→ Task details: Will you give every entry again exactly as it stands?

→ Source data:
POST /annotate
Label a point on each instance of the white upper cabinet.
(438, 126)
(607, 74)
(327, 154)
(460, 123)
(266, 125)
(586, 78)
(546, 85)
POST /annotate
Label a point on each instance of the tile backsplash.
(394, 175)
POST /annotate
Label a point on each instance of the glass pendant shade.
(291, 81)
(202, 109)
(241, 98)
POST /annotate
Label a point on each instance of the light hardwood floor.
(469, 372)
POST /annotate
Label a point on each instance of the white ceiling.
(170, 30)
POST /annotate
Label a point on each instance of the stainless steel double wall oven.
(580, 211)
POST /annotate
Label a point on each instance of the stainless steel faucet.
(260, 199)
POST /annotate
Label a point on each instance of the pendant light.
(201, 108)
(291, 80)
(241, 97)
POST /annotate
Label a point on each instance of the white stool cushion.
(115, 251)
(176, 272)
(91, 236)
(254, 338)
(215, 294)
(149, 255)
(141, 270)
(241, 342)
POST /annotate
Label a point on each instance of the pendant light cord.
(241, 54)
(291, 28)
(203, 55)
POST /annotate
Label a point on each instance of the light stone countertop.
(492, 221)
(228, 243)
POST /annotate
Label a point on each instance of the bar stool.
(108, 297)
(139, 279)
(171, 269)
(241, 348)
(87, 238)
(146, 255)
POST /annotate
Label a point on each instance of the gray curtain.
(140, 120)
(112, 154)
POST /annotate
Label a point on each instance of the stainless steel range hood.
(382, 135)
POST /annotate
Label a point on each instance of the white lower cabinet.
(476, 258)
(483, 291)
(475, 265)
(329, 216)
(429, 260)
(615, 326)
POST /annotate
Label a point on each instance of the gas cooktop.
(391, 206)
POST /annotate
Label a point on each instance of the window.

→ Solution to this exercise:
POST /annotate
Label a point on each instance of the white upper cabinet.
(438, 126)
(607, 74)
(327, 154)
(460, 123)
(266, 125)
(586, 78)
(546, 85)
POST /annotate
Label a point on each instance of the tile backsplash.
(394, 175)
POST /annotate
Label a point on each instance of the glass pendant shade.
(291, 81)
(202, 109)
(241, 98)
POST /annotate
Label a point on each instance of the light hardwood floor.
(469, 372)
POST /annotate
Label a point on each instance of the white ceiling.
(170, 30)
POST /annotate
Label a point on each instance of the stainless steel double wall oven.
(580, 211)
POST /annotate
Label a point on each instance of the stainless steel faucet.
(260, 199)
POST /annotate
Label a point on each instance of the pendant light.
(201, 108)
(291, 80)
(241, 97)
POST /annotate
Label a point on each instance of the white stool cushion.
(115, 251)
(176, 272)
(91, 236)
(254, 338)
(215, 294)
(149, 255)
(141, 270)
(241, 342)
POST /annotate
Label a point on each instance of the pendant light cord.
(241, 54)
(291, 28)
(203, 55)
POST /annotate
Label a point on each instance of the light stone countertop.
(492, 221)
(228, 243)
POST /annotate
Label a point on each instance of the bar stool.
(108, 297)
(139, 279)
(171, 269)
(241, 348)
(87, 238)
(146, 255)
POST /annotate
Label a point on each instance of the gray curtain.
(140, 120)
(112, 154)
POST /annotate
Label a point on each instance of the stainless steel range hood.
(382, 135)
POST /annotate
Label a point on each instance of the white lower cabinet.
(476, 258)
(483, 291)
(475, 265)
(329, 216)
(429, 260)
(615, 326)
POST /annotate
Label a point on each instance of the gas cooktop.
(391, 206)
POST /annotate
Label a point on each instance of the window.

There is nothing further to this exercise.